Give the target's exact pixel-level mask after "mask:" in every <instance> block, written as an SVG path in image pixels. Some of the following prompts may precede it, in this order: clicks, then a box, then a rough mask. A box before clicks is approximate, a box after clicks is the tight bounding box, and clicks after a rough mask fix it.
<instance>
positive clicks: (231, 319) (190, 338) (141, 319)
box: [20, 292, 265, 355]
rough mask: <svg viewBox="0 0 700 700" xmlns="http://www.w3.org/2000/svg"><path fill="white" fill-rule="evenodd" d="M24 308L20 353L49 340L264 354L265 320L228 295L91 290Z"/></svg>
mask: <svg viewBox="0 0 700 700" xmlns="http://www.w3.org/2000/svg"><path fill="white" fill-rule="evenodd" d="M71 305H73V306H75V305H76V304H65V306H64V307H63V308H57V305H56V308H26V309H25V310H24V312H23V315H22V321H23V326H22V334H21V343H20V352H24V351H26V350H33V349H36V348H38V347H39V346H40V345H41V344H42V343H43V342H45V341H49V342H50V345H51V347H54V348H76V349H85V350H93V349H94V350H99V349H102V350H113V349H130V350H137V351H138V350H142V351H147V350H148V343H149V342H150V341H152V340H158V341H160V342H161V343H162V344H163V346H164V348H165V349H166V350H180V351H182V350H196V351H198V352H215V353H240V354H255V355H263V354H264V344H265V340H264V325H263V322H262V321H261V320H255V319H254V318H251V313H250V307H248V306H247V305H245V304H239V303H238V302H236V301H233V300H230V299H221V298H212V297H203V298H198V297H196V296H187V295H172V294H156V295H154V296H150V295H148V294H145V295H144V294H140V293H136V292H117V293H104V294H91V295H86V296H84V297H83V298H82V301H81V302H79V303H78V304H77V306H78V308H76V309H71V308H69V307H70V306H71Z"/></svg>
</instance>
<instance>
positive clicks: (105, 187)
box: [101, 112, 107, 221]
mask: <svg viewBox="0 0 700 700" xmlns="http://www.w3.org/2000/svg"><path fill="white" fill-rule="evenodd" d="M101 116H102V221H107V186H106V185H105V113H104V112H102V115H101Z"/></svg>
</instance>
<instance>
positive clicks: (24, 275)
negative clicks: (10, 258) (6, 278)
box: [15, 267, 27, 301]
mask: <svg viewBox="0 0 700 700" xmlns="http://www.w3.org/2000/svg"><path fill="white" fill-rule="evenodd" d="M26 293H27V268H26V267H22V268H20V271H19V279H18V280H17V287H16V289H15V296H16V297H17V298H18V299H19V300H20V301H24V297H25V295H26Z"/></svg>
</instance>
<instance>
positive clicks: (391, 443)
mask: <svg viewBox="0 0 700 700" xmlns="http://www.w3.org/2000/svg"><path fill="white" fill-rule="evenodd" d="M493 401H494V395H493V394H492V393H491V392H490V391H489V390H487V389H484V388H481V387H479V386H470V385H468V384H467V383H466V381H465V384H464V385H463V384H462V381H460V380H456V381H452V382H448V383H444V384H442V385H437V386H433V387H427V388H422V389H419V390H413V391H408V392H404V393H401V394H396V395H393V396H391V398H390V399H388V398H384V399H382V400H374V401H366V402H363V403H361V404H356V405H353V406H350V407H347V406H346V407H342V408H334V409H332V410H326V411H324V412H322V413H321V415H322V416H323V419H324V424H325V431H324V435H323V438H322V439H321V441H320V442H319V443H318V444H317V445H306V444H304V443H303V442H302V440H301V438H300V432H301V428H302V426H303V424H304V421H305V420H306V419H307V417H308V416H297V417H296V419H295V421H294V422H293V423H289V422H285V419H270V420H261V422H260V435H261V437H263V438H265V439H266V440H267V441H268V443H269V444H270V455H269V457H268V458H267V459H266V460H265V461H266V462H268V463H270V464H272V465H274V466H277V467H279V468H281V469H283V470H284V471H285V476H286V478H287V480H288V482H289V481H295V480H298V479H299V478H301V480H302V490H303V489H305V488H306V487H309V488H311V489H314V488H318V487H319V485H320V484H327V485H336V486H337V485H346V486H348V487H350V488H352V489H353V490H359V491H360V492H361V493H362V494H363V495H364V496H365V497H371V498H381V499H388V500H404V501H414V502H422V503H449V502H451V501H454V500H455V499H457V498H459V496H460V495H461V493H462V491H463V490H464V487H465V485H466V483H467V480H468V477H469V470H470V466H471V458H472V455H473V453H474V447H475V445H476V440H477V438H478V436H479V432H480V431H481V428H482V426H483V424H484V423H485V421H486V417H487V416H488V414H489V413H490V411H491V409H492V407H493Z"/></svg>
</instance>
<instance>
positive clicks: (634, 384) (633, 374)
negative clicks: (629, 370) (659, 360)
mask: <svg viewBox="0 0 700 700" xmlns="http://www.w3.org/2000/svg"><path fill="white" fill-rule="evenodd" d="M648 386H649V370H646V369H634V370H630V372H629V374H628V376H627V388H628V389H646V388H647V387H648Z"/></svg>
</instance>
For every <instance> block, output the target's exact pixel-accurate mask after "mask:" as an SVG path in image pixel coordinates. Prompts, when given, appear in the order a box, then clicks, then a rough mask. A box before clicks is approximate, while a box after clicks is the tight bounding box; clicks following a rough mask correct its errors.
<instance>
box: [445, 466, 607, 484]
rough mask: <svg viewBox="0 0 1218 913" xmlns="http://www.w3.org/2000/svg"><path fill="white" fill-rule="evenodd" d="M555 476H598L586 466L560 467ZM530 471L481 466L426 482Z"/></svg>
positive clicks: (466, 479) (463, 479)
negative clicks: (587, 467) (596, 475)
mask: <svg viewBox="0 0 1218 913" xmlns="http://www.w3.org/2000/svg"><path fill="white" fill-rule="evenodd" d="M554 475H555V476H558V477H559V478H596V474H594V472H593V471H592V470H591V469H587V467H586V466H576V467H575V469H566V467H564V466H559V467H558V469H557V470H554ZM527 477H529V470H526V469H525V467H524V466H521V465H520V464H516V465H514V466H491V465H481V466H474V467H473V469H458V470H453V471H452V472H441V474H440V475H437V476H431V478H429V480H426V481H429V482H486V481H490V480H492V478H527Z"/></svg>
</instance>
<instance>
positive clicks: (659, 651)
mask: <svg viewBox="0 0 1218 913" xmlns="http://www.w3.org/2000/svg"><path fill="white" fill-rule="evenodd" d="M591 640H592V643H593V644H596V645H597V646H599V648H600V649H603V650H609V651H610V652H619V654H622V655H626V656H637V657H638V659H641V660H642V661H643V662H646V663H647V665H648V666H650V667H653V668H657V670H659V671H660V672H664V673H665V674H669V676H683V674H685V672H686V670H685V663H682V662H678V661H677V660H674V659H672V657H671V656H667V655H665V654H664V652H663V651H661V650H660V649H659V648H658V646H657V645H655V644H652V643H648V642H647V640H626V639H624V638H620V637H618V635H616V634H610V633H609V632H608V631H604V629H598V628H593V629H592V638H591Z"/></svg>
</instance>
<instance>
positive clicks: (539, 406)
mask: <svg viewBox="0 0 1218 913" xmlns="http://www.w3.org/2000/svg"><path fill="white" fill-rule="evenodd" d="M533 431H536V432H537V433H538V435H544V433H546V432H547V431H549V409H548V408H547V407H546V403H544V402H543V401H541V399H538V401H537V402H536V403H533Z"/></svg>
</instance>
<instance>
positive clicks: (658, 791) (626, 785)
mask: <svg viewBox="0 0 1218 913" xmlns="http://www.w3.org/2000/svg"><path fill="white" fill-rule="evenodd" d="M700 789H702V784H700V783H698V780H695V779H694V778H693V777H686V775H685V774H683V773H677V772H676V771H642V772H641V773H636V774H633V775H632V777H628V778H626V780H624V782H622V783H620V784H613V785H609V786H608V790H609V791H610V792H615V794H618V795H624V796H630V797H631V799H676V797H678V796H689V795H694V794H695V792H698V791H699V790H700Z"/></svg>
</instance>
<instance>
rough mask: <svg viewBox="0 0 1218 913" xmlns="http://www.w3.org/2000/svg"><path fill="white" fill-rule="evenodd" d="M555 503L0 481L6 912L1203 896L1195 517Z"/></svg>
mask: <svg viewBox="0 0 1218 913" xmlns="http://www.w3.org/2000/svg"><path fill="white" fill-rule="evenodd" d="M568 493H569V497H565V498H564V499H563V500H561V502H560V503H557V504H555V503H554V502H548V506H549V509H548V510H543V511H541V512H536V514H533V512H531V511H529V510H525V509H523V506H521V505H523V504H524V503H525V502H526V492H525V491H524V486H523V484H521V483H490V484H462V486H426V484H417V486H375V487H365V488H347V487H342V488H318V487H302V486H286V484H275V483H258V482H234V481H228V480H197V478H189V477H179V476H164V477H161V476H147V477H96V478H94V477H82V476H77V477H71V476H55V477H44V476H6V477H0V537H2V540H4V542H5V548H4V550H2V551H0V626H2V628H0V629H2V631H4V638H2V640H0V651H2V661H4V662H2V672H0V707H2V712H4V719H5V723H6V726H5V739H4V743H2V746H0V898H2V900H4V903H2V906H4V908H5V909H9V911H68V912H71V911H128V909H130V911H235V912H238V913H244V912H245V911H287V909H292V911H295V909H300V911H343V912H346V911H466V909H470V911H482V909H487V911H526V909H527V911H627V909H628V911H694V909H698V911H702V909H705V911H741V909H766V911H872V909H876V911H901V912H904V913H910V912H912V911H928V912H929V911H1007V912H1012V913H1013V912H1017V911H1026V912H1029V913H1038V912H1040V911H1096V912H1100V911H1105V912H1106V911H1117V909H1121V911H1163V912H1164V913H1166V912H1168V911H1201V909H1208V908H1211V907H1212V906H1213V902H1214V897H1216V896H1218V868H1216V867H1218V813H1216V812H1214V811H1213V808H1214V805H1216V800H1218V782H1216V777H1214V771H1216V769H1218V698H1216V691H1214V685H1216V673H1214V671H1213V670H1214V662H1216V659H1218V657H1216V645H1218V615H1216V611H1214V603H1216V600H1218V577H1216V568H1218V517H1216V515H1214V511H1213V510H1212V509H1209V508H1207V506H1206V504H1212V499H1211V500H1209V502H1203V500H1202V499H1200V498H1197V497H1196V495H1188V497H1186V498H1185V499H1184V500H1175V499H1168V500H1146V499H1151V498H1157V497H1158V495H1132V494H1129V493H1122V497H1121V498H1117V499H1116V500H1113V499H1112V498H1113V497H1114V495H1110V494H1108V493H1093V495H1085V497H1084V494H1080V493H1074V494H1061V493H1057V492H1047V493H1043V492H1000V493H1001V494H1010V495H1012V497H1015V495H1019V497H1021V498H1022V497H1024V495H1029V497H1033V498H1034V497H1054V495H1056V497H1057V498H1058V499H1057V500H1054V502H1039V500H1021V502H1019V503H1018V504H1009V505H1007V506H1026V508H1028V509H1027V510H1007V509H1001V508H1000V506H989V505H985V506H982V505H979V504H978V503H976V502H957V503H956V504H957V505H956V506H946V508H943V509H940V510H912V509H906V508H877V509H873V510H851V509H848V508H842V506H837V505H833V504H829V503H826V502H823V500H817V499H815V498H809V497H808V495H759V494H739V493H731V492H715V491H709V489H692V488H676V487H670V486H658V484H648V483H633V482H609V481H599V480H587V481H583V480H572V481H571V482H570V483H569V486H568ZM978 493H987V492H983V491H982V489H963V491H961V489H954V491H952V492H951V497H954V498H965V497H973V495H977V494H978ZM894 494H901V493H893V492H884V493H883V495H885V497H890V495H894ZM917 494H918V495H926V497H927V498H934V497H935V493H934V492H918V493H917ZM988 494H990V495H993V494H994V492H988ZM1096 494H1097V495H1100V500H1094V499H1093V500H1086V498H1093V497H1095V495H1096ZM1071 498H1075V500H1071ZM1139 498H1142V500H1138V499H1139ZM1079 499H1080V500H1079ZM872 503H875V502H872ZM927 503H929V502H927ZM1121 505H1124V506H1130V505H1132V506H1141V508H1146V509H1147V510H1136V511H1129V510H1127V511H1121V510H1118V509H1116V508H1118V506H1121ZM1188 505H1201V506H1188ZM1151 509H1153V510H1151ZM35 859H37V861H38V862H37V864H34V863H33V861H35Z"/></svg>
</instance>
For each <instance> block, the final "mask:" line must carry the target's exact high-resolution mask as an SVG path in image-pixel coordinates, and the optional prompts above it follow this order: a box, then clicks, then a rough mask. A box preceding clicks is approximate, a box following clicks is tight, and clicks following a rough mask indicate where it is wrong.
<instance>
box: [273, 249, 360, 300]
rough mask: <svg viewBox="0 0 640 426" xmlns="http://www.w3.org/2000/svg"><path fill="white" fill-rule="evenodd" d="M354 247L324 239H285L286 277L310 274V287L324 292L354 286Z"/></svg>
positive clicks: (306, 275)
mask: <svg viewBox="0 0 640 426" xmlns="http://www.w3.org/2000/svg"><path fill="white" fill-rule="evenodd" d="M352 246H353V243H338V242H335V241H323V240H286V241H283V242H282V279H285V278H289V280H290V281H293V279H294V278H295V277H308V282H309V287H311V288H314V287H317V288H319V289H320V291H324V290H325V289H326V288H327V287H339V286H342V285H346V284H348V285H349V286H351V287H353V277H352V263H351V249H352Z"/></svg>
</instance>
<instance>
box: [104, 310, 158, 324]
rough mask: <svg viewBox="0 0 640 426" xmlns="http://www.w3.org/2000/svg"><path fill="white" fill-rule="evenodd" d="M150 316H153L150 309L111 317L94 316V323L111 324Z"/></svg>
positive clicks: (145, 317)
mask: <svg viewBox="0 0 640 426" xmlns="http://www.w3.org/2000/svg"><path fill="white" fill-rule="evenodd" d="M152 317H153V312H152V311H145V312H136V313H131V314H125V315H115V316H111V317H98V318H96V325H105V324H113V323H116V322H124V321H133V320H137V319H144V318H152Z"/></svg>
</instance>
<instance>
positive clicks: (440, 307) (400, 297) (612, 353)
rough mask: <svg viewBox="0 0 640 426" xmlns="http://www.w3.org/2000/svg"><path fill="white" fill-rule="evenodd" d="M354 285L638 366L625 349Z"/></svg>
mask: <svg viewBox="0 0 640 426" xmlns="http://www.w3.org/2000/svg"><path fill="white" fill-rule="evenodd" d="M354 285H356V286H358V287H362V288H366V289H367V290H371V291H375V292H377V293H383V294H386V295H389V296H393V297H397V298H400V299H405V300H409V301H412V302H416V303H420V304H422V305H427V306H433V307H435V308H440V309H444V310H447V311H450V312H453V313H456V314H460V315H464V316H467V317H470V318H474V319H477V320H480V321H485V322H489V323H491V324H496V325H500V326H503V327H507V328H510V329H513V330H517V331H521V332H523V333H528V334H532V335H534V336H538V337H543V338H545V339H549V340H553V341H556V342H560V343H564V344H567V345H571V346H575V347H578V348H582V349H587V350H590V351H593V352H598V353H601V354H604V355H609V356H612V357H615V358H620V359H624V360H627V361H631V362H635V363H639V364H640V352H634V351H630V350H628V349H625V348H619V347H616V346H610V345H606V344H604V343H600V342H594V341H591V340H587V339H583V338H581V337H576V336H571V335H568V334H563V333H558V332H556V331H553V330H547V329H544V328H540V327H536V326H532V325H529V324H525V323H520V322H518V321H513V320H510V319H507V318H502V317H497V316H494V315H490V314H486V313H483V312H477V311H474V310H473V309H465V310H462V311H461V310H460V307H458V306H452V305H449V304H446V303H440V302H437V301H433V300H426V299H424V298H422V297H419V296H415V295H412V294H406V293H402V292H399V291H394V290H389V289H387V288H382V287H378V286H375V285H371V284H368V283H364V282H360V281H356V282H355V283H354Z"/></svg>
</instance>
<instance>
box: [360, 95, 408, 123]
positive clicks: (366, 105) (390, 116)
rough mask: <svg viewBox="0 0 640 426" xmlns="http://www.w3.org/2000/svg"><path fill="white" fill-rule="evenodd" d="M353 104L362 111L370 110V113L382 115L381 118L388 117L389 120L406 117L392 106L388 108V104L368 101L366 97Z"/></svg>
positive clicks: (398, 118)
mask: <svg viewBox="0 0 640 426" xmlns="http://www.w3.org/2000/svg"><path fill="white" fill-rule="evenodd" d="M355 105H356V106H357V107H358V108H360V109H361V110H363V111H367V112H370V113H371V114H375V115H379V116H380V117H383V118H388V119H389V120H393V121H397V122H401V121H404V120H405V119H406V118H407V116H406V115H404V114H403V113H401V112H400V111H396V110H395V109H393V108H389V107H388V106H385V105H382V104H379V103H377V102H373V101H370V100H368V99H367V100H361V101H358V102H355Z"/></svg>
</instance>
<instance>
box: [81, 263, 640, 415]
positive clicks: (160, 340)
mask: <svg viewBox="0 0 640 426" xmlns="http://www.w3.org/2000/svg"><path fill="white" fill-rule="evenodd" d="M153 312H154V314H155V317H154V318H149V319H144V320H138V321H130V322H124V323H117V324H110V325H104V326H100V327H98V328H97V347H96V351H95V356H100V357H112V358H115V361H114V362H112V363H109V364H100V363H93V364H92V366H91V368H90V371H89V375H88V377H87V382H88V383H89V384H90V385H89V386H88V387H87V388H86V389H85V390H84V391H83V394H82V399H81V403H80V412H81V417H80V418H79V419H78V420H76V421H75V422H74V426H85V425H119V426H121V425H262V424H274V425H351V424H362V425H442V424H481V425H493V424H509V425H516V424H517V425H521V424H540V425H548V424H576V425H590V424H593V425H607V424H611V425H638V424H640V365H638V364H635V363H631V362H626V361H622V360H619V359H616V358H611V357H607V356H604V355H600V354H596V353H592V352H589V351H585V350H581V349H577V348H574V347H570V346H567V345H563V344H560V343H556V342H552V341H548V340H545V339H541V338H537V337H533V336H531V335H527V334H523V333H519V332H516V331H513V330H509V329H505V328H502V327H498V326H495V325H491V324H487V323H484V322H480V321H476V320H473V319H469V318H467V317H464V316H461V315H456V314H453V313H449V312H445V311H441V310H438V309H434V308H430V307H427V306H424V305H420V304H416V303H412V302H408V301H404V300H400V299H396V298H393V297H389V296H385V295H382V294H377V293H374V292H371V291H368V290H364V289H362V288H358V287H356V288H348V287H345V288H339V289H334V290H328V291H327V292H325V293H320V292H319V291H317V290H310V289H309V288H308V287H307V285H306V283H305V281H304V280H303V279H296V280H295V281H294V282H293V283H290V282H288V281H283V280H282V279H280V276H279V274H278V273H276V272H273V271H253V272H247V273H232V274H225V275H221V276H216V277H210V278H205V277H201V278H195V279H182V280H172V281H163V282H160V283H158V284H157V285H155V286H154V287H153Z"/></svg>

# # # # #

- _Directions for this task_:
Rewrite the entries from their first line through the line containing "box: [20, 292, 265, 355]" as a numbered list, skipping any blank lines.

- _Answer space_:
1. Give the target's exact pixel-level mask after "mask:" in every <instance> block, written as an SVG path in image pixels. Some of the following prompts may precede it, in this order: clicks, then a box, then a rough mask. A box before clicks is approximate, a box after clicks is the tight bounding box, and clicks after a rough mask fix it.
2. <instance>
3. positive clicks: (231, 319) (190, 338) (141, 319)
4. box: [20, 292, 265, 355]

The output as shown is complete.